**Required action:** As the answer, give every line of the records that includes the word "green".
# # # # # # #
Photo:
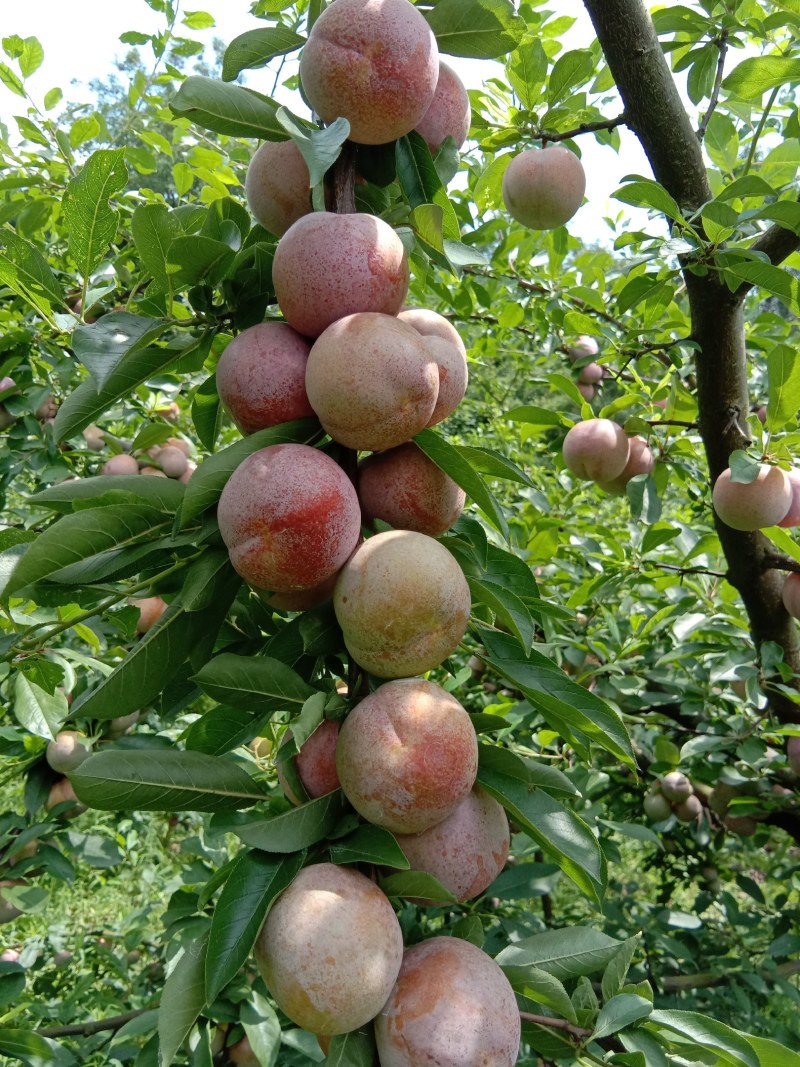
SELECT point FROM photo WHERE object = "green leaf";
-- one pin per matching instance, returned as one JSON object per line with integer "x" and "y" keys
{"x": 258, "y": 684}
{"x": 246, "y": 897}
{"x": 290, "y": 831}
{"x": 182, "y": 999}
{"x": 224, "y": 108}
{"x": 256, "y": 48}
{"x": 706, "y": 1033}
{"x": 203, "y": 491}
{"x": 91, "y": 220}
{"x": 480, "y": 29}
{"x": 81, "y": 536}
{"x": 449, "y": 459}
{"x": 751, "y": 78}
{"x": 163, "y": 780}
# # # # # # #
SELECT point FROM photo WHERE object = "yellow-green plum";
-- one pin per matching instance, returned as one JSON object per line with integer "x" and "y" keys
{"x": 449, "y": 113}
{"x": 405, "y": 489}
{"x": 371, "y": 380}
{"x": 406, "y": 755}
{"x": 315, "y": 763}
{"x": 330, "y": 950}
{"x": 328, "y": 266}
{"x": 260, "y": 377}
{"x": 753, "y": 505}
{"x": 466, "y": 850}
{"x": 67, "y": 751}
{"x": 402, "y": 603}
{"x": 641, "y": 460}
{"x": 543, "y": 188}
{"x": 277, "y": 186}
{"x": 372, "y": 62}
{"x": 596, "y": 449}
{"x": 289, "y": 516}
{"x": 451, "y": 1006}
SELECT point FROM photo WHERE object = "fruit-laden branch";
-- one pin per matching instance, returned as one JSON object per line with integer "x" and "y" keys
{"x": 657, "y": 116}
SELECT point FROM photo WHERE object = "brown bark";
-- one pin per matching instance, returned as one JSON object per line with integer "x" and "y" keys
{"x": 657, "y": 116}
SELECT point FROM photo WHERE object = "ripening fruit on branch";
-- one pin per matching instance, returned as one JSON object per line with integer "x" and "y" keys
# # # # # # #
**Answer section:**
SELECT point FROM photo WHERE object = "green leaf";
SELECT point FROM photo WHERE object = "yellow-green plum";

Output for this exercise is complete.